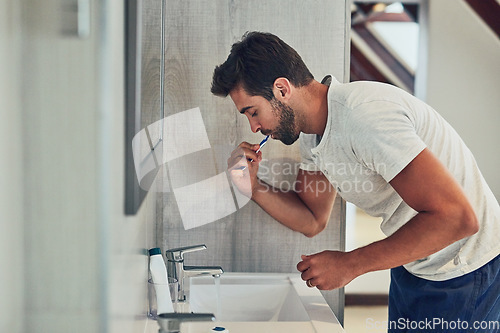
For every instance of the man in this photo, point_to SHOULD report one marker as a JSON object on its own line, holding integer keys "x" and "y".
{"x": 391, "y": 155}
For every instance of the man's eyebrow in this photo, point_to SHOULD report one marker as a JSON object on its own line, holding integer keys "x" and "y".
{"x": 242, "y": 111}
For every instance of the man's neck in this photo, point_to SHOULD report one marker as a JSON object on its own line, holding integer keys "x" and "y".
{"x": 314, "y": 106}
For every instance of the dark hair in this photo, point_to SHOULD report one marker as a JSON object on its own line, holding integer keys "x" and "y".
{"x": 256, "y": 62}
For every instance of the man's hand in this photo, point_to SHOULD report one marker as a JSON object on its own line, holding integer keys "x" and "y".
{"x": 327, "y": 270}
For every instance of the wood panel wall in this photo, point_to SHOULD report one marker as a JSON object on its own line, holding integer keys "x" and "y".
{"x": 199, "y": 35}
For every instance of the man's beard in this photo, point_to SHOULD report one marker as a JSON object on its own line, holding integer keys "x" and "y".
{"x": 286, "y": 131}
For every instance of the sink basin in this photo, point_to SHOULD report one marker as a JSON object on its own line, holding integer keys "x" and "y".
{"x": 241, "y": 298}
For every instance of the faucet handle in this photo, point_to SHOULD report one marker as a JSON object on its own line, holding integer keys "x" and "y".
{"x": 177, "y": 254}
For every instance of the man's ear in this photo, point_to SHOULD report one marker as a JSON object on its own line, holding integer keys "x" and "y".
{"x": 282, "y": 89}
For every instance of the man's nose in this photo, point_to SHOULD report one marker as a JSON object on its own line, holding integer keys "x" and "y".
{"x": 254, "y": 125}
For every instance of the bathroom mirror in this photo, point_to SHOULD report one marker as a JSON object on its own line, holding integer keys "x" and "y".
{"x": 144, "y": 72}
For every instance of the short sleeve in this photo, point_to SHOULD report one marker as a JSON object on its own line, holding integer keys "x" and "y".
{"x": 383, "y": 137}
{"x": 307, "y": 142}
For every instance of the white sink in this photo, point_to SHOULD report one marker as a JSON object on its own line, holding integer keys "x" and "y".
{"x": 247, "y": 298}
{"x": 258, "y": 302}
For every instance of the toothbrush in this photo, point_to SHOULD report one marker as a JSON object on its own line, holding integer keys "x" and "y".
{"x": 261, "y": 144}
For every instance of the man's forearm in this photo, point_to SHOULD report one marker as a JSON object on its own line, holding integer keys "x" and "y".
{"x": 287, "y": 208}
{"x": 422, "y": 236}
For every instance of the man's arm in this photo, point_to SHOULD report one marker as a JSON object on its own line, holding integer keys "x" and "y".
{"x": 444, "y": 217}
{"x": 307, "y": 209}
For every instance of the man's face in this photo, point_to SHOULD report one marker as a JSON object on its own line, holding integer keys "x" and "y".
{"x": 269, "y": 117}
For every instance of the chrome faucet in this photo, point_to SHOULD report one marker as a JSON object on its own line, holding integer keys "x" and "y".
{"x": 177, "y": 270}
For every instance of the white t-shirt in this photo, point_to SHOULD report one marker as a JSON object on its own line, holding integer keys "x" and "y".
{"x": 373, "y": 132}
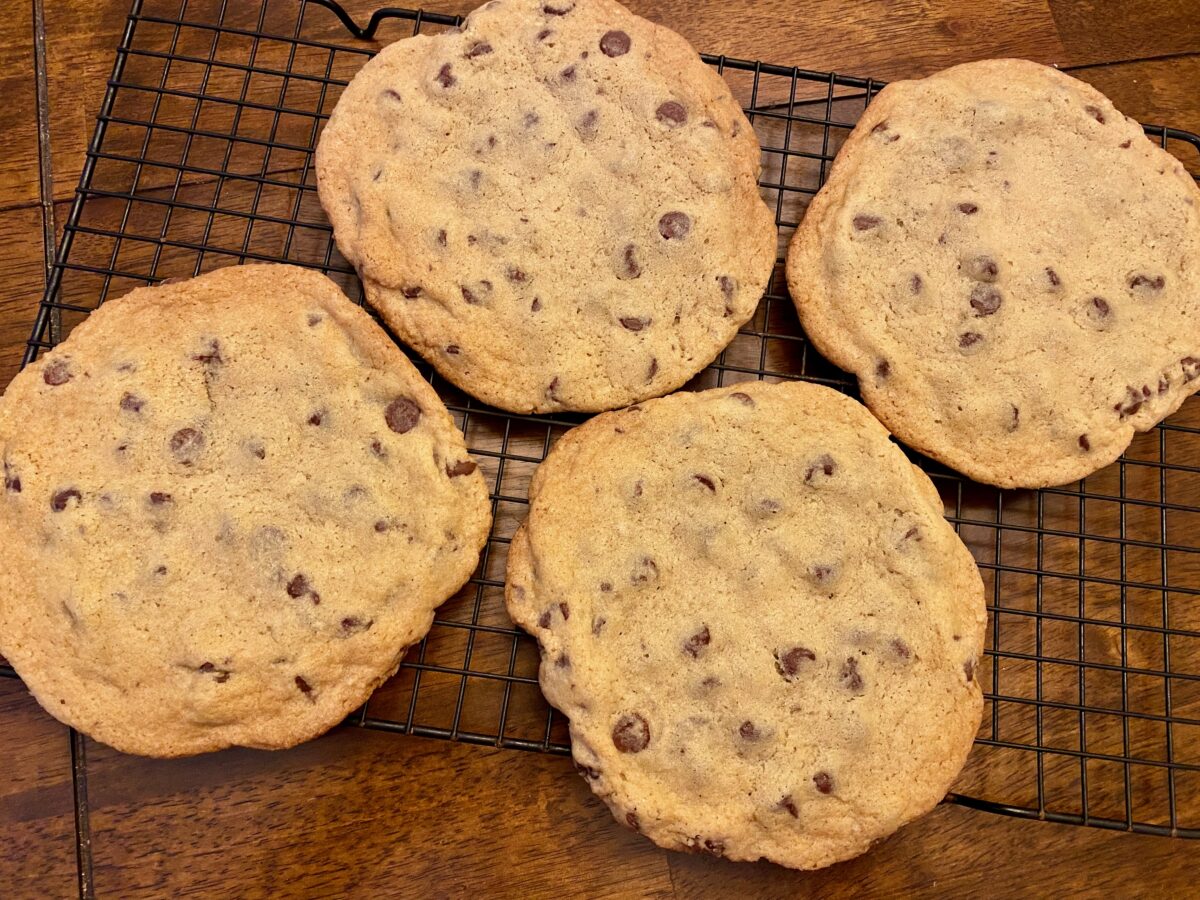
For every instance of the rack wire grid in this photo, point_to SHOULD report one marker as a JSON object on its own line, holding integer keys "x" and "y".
{"x": 202, "y": 157}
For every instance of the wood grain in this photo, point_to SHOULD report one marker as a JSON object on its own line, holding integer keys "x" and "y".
{"x": 375, "y": 814}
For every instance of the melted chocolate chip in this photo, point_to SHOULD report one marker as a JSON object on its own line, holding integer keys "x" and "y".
{"x": 402, "y": 415}
{"x": 463, "y": 467}
{"x": 982, "y": 269}
{"x": 850, "y": 677}
{"x": 1147, "y": 286}
{"x": 671, "y": 113}
{"x": 985, "y": 300}
{"x": 615, "y": 43}
{"x": 186, "y": 444}
{"x": 57, "y": 372}
{"x": 631, "y": 733}
{"x": 61, "y": 499}
{"x": 675, "y": 226}
{"x": 789, "y": 661}
{"x": 697, "y": 642}
{"x": 825, "y": 465}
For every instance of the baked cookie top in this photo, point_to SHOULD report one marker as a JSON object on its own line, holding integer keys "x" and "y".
{"x": 1012, "y": 270}
{"x": 229, "y": 505}
{"x": 557, "y": 205}
{"x": 762, "y": 629}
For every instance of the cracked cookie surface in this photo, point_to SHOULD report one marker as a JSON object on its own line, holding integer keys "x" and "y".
{"x": 1011, "y": 268}
{"x": 762, "y": 629}
{"x": 229, "y": 505}
{"x": 557, "y": 207}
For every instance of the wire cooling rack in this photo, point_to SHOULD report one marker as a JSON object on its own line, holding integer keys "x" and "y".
{"x": 202, "y": 157}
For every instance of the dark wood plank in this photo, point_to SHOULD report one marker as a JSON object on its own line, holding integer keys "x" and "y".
{"x": 37, "y": 856}
{"x": 18, "y": 113}
{"x": 1113, "y": 30}
{"x": 365, "y": 814}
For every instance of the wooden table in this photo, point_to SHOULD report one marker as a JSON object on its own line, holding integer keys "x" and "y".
{"x": 376, "y": 814}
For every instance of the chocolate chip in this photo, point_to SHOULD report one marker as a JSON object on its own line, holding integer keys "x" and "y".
{"x": 631, "y": 733}
{"x": 463, "y": 467}
{"x": 671, "y": 113}
{"x": 789, "y": 661}
{"x": 729, "y": 287}
{"x": 187, "y": 444}
{"x": 211, "y": 355}
{"x": 850, "y": 677}
{"x": 697, "y": 642}
{"x": 57, "y": 372}
{"x": 615, "y": 43}
{"x": 402, "y": 415}
{"x": 353, "y": 624}
{"x": 981, "y": 269}
{"x": 823, "y": 466}
{"x": 985, "y": 300}
{"x": 61, "y": 499}
{"x": 675, "y": 226}
{"x": 1146, "y": 285}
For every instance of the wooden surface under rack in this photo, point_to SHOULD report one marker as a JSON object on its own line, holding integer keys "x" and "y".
{"x": 376, "y": 814}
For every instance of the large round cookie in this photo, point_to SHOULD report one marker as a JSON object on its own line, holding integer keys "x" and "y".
{"x": 762, "y": 629}
{"x": 229, "y": 505}
{"x": 1012, "y": 270}
{"x": 556, "y": 207}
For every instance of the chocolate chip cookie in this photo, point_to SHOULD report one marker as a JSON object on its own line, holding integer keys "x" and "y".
{"x": 557, "y": 205}
{"x": 1011, "y": 268}
{"x": 229, "y": 505}
{"x": 762, "y": 629}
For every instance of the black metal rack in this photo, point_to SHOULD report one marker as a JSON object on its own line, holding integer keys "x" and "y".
{"x": 202, "y": 157}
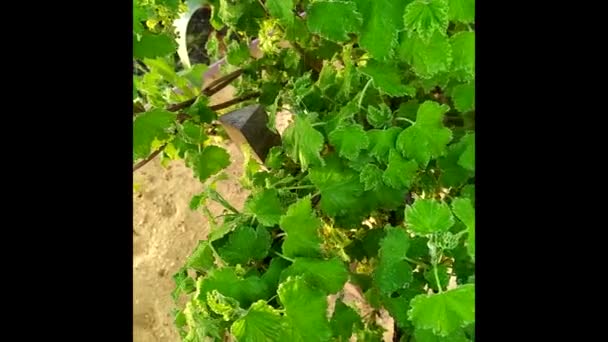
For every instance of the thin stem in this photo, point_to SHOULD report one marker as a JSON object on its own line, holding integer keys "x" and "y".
{"x": 284, "y": 257}
{"x": 405, "y": 119}
{"x": 437, "y": 278}
{"x": 421, "y": 264}
{"x": 299, "y": 187}
{"x": 363, "y": 92}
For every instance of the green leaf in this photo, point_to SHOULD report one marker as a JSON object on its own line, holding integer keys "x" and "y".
{"x": 381, "y": 18}
{"x": 282, "y": 10}
{"x": 327, "y": 275}
{"x": 425, "y": 17}
{"x": 202, "y": 258}
{"x": 225, "y": 280}
{"x": 462, "y": 11}
{"x": 463, "y": 96}
{"x": 301, "y": 226}
{"x": 193, "y": 133}
{"x": 340, "y": 187}
{"x": 464, "y": 210}
{"x": 183, "y": 283}
{"x": 150, "y": 126}
{"x": 379, "y": 117}
{"x": 212, "y": 160}
{"x": 467, "y": 158}
{"x": 427, "y": 58}
{"x": 349, "y": 140}
{"x": 200, "y": 324}
{"x": 306, "y": 310}
{"x": 194, "y": 75}
{"x": 446, "y": 312}
{"x": 444, "y": 277}
{"x": 261, "y": 323}
{"x": 224, "y": 306}
{"x": 387, "y": 78}
{"x": 393, "y": 272}
{"x": 370, "y": 176}
{"x": 246, "y": 244}
{"x": 400, "y": 173}
{"x": 463, "y": 53}
{"x": 238, "y": 53}
{"x": 428, "y": 216}
{"x": 265, "y": 206}
{"x": 426, "y": 335}
{"x": 381, "y": 142}
{"x": 427, "y": 138}
{"x": 452, "y": 174}
{"x": 153, "y": 45}
{"x": 303, "y": 143}
{"x": 333, "y": 20}
{"x": 468, "y": 191}
{"x": 343, "y": 321}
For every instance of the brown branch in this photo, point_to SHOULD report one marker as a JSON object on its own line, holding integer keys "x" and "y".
{"x": 209, "y": 90}
{"x": 181, "y": 117}
{"x": 150, "y": 157}
{"x": 234, "y": 101}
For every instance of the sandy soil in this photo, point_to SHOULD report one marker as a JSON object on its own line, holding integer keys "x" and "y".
{"x": 166, "y": 231}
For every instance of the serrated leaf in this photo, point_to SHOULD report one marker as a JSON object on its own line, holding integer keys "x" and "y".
{"x": 452, "y": 174}
{"x": 193, "y": 133}
{"x": 224, "y": 306}
{"x": 426, "y": 335}
{"x": 306, "y": 310}
{"x": 339, "y": 186}
{"x": 446, "y": 312}
{"x": 153, "y": 45}
{"x": 349, "y": 140}
{"x": 327, "y": 275}
{"x": 462, "y": 11}
{"x": 463, "y": 54}
{"x": 381, "y": 142}
{"x": 392, "y": 271}
{"x": 343, "y": 321}
{"x": 425, "y": 17}
{"x": 200, "y": 324}
{"x": 333, "y": 20}
{"x": 183, "y": 283}
{"x": 427, "y": 58}
{"x": 381, "y": 18}
{"x": 265, "y": 206}
{"x": 468, "y": 191}
{"x": 370, "y": 176}
{"x": 399, "y": 173}
{"x": 467, "y": 158}
{"x": 428, "y": 216}
{"x": 150, "y": 126}
{"x": 238, "y": 53}
{"x": 245, "y": 290}
{"x": 444, "y": 277}
{"x": 202, "y": 258}
{"x": 387, "y": 78}
{"x": 261, "y": 323}
{"x": 212, "y": 160}
{"x": 463, "y": 96}
{"x": 427, "y": 138}
{"x": 303, "y": 143}
{"x": 464, "y": 210}
{"x": 282, "y": 10}
{"x": 246, "y": 244}
{"x": 301, "y": 226}
{"x": 379, "y": 117}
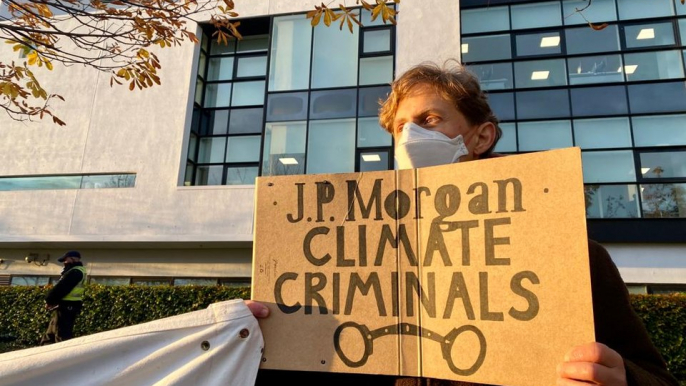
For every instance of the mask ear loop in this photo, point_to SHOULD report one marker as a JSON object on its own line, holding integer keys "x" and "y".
{"x": 461, "y": 150}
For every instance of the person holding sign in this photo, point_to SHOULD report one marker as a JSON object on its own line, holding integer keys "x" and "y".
{"x": 440, "y": 116}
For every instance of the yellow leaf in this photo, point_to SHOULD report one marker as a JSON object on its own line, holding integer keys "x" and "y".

──────────

Exercise :: Reproduce verbatim every line starting at the line that holds "For every instance of the brown" and ending with the final line of the data; omit the pictures.

Answer ::
For every instance of the brown branch in this photo, point_to SHOULD report one marker as a JSON object on its own line, holding integer keys "x" and "y".
{"x": 209, "y": 90}
{"x": 181, "y": 117}
{"x": 150, "y": 157}
{"x": 234, "y": 101}
For every instance of the sandy soil in this photo, point_to SHOULD report one marker as a JSON object on its own line, holding integer keys "x" and "y".
{"x": 166, "y": 231}
For every instance of the serrated leaf in this photo, point_to SHOULD report one marker as a JSON object on its own line, holding integer keys "x" and "y".
{"x": 452, "y": 174}
{"x": 193, "y": 133}
{"x": 224, "y": 306}
{"x": 426, "y": 335}
{"x": 306, "y": 310}
{"x": 339, "y": 186}
{"x": 446, "y": 312}
{"x": 153, "y": 45}
{"x": 349, "y": 140}
{"x": 327, "y": 275}
{"x": 462, "y": 11}
{"x": 463, "y": 54}
{"x": 381, "y": 142}
{"x": 392, "y": 271}
{"x": 343, "y": 321}
{"x": 425, "y": 17}
{"x": 200, "y": 324}
{"x": 333, "y": 20}
{"x": 183, "y": 283}
{"x": 427, "y": 58}
{"x": 381, "y": 18}
{"x": 265, "y": 206}
{"x": 468, "y": 191}
{"x": 370, "y": 176}
{"x": 399, "y": 173}
{"x": 467, "y": 158}
{"x": 428, "y": 216}
{"x": 150, "y": 126}
{"x": 238, "y": 53}
{"x": 245, "y": 290}
{"x": 444, "y": 277}
{"x": 202, "y": 258}
{"x": 387, "y": 78}
{"x": 261, "y": 323}
{"x": 212, "y": 160}
{"x": 463, "y": 96}
{"x": 427, "y": 138}
{"x": 303, "y": 143}
{"x": 464, "y": 210}
{"x": 282, "y": 10}
{"x": 246, "y": 244}
{"x": 301, "y": 226}
{"x": 379, "y": 117}
For every instance of the mask ear loop in this photo, point_to SHOULD report one marker as a JSON object on its own line, holding integer keys "x" and "y".
{"x": 461, "y": 150}
For every instance of the person holding sign in this photo, point_to SHOULD report one marker as a JSON object on its own line, holding integer keys "x" and "y".
{"x": 440, "y": 116}
For every instance of the yellow leaf in this photo, point_to SHOULD report one marker as a JSON object on its own line, holding integer keys "x" and "y".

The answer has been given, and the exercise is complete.